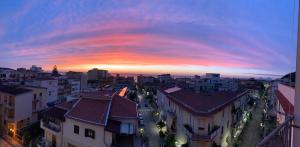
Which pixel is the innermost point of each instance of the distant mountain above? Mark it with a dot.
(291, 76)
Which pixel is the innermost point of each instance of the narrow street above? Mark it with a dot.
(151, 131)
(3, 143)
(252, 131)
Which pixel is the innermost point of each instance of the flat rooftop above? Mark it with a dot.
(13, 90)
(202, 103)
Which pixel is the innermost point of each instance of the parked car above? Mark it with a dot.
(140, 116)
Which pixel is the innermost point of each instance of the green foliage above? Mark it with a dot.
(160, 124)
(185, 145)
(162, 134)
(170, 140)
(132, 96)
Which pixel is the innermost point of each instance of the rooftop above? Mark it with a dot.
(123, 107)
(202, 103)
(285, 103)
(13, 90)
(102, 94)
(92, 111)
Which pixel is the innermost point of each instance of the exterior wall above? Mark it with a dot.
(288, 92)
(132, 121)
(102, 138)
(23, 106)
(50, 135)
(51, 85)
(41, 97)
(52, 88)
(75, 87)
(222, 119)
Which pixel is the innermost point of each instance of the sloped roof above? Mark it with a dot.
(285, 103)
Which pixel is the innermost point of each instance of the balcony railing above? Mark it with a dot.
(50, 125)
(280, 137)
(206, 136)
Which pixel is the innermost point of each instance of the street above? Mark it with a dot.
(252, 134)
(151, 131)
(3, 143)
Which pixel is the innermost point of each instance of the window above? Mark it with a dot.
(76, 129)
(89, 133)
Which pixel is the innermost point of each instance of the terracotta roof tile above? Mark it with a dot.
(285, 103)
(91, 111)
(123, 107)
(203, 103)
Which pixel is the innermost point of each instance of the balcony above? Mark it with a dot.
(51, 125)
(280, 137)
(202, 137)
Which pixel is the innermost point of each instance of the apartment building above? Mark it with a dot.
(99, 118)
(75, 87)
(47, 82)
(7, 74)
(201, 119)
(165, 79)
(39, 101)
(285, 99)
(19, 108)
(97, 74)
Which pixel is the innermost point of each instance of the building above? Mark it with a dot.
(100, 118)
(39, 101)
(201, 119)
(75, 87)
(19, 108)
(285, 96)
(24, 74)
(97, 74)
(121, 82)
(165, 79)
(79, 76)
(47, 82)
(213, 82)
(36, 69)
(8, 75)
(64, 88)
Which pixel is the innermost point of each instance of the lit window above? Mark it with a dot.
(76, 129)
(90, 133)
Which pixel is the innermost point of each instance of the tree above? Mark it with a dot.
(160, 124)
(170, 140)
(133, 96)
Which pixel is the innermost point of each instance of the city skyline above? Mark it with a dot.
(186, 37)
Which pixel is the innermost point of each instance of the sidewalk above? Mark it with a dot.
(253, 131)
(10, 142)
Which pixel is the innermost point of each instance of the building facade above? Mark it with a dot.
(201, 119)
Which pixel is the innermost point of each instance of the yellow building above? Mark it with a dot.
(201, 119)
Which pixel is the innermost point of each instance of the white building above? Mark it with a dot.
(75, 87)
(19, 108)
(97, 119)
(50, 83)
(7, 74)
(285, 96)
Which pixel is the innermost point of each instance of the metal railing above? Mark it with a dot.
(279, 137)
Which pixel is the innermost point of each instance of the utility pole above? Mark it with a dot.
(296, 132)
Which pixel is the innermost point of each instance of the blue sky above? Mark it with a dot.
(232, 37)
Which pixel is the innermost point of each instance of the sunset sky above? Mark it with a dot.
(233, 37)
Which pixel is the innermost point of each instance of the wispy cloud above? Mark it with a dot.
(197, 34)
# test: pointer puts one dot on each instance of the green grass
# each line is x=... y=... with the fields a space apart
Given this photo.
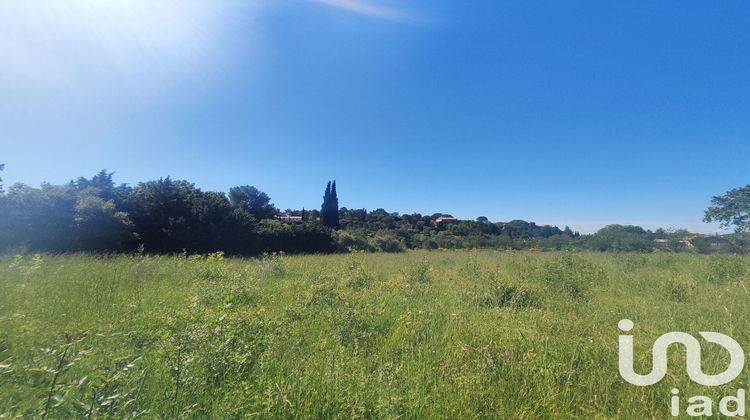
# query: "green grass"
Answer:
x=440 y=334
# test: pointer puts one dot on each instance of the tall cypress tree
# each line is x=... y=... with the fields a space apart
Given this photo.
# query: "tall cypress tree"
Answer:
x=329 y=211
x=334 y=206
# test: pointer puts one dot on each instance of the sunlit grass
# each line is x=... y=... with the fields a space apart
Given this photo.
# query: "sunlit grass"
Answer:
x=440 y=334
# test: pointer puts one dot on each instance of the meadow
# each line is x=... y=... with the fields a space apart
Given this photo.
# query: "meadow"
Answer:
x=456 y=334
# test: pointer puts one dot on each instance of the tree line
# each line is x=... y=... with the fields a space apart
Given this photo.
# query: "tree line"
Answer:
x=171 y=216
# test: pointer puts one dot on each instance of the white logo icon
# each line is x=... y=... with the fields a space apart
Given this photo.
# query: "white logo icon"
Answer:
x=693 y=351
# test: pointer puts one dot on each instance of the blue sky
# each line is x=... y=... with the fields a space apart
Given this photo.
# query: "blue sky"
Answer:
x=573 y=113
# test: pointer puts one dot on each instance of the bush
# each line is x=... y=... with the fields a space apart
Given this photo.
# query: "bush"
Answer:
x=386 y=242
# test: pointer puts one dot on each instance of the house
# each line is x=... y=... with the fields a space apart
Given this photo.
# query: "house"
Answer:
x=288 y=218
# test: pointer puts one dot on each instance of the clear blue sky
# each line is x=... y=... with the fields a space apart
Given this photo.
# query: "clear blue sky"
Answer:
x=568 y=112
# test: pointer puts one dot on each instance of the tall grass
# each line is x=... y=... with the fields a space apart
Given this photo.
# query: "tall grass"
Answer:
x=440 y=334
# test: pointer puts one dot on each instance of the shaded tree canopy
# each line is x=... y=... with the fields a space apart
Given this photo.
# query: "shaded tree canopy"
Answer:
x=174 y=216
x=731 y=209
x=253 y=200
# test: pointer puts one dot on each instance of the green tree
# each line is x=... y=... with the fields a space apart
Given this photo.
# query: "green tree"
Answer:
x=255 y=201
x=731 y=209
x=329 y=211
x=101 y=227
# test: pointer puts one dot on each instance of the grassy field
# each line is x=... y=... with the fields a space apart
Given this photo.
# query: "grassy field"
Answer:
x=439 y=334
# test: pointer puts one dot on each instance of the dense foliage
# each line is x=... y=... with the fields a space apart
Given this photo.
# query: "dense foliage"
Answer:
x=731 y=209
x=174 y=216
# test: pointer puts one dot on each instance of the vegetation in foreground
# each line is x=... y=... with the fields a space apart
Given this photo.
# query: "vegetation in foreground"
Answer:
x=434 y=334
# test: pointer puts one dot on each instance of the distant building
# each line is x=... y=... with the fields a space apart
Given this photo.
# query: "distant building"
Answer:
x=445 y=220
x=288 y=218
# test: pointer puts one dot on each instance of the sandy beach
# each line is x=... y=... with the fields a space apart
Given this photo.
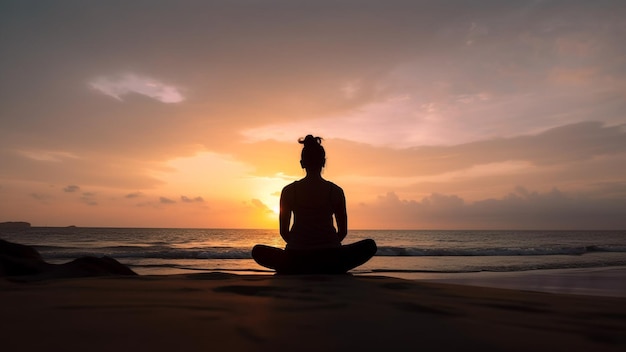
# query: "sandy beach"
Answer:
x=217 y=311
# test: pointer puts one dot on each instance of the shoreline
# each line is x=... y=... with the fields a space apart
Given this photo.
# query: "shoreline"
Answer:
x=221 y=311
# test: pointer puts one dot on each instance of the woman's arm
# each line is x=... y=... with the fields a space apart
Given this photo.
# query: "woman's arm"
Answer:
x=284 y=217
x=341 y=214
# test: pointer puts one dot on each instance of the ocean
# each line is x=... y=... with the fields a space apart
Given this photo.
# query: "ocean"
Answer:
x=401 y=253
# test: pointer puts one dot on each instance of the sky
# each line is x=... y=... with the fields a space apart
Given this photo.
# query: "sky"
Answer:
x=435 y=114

→ Instructions for the task
Rewrite the listing from the line containing "the dense foliage" through the end of the listing, replacing "pointer" with "marker" and leaving everything else unchanged. Leave the pictures out.

→ Result
# test: marker puts one dot on each instance of the dense foliage
# each line is x=... y=... with the fields a space apart
Given this photo.
# query: "dense foliage"
Answer:
x=731 y=209
x=174 y=216
# test: marker puts one dot on each instance of the vegetation in foreground
# each line is x=... y=... with the fields a space apart
Given this photo.
# query: "vegetation in foreground"
Answer:
x=434 y=334
# test: marker puts one dot on each instance of the distant building
# each line is x=... y=... with the fields a space apart
Given this photo.
# query: "distant building"
Answer:
x=445 y=220
x=288 y=218
# test: marker puts one dot on each instance of the sandy beach
# each line is x=... y=... with the fields a space apart
Given this photo.
# query: "sandy beach"
Answer:
x=217 y=311
# test: marker puts one dot on each instance of the shoreline
# each line is x=... y=... with the fields a space apart
Given this photo.
# query: "shoreline"
Answer:
x=221 y=311
# test: marker puts one dot on each instance of the woman's arm
# each line is x=... y=... with the fields a space apart
Given this photo.
# query: "woman's arm"
Answer:
x=284 y=217
x=341 y=214
# test: marker puts one dot on each instance of the ocean
# each line is x=... y=... with the fields a space apart
Given this photo.
# query: "ocean"
Answer:
x=401 y=253
# test: marker puts one dot on each instance of the sky
# each line is x=... y=... with the fields a space apart
Given this photo.
# query: "sky"
Answer:
x=435 y=114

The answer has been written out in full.